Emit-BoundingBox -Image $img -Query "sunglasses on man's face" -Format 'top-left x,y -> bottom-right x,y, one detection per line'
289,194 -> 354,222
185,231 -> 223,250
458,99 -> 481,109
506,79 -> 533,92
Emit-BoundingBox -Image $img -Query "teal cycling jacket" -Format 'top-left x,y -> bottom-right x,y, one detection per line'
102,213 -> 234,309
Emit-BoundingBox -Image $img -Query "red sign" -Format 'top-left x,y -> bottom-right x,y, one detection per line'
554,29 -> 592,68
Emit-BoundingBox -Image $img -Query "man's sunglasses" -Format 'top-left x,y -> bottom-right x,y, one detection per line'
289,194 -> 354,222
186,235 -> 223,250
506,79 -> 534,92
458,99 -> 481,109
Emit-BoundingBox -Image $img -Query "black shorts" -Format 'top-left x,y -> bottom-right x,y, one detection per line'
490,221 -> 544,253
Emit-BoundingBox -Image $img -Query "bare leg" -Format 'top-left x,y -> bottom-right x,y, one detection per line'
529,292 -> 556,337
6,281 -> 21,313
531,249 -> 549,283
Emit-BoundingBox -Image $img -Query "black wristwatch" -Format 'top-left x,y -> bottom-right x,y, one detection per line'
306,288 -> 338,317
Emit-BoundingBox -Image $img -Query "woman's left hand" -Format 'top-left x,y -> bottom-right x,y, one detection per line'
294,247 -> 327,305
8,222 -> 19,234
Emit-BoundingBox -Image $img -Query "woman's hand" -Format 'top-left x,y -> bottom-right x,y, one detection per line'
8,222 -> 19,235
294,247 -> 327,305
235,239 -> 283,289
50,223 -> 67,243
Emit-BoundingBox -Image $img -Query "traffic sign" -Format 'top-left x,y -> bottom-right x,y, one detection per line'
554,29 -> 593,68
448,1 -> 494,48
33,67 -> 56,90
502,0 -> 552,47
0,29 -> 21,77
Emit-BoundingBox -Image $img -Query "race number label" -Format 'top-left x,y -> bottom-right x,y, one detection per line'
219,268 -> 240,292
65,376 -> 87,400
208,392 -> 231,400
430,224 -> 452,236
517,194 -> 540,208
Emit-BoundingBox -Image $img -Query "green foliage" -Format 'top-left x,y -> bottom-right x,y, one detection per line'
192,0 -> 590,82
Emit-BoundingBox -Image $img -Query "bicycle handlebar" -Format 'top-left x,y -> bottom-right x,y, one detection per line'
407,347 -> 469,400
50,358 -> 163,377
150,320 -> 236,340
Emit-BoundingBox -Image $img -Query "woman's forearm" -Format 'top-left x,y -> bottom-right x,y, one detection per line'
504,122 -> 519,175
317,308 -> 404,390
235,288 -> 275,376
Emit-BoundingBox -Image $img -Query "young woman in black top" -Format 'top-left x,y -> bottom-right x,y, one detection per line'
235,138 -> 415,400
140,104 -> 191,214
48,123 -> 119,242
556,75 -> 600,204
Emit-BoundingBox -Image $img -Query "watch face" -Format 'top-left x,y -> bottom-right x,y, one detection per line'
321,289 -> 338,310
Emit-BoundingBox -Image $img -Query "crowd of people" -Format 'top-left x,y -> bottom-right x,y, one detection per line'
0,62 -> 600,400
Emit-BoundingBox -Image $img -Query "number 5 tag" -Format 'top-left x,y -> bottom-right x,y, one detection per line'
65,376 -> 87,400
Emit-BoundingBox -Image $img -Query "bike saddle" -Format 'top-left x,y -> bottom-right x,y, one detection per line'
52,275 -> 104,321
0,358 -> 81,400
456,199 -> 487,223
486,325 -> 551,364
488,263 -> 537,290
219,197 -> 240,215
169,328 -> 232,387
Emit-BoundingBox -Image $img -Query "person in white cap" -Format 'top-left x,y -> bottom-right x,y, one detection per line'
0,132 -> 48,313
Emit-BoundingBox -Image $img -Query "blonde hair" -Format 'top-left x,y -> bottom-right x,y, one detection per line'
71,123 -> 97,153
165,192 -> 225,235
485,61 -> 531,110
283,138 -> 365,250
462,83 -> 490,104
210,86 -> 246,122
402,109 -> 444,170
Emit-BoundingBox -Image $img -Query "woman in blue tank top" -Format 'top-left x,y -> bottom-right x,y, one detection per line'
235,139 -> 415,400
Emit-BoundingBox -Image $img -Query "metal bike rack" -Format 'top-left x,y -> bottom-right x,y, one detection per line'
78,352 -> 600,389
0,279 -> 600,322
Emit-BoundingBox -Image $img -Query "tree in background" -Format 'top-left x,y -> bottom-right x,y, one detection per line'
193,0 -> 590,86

**Instruction:** Add 58 to every bounding-box coordinate in the data and write all the lines out again, requests included. Begin at the start of the data and stop after the line that contains "0,29 -> 21,77".

**Result below:**
Emit-BoundingBox -Image $img -Query "sunglasses on man's face" -Format 'top-left x,y -> bottom-right x,y, one detection per line'
347,252 -> 412,280
243,289 -> 281,308
516,157 -> 539,167
564,137 -> 591,150
Emit-BoundingBox -Image $img -Query "teal cycling jacket" -Format 'top-left x,y -> bottom-right x,y, one detection per line'
160,271 -> 292,367
Emit-BoundingBox -Image $img -Query "red sign" -Format 'top-left x,y -> bottom-right x,y, one detection per line'
612,87 -> 650,126
Emit-BoundingBox -Image $img -Query "man's sunglasses" -Format 'top-left x,y -> bottom-right x,y, one detection per line'
347,252 -> 412,280
244,293 -> 281,308
564,137 -> 592,150
516,157 -> 539,167
Emit-BoundingBox -Image $img -Query "black shorts" -Format 'top-left x,y -> bottom-right x,y, one detection per line'
548,279 -> 602,311
Emit-BoundingBox -Image $img -Query "bare leg" -Format 'top-left x,y -> bottom-right x,y, one detection per line'
587,350 -> 614,395
64,339 -> 79,371
589,307 -> 607,341
Emit-BoundingBox -Image $img -Query "black wristwatch" -Format 'top-left x,y -> bottom-right x,y, one detection per line'
364,346 -> 396,375
Emit-BoundingBox -Image $img -Query "woman's left hand" -Format 'top-left x,y -> bottom-right x,y, one detection per line'
352,305 -> 385,363
66,280 -> 77,292
Emit-BoundingBox -Image $img -Query "woman's hand" -Format 'top-left x,y -> bottom-right x,y, one detection per line'
66,280 -> 77,293
352,305 -> 385,363
293,297 -> 341,347
108,281 -> 125,301
Emit-BoundingBox -Image $img -Query "traffic sign" -Format 'top-left x,y -> bottom-right x,y, one detection per line'
612,87 -> 651,126
506,59 -> 552,106
91,125 -> 114,148
560,58 -> 610,105
58,87 -> 79,135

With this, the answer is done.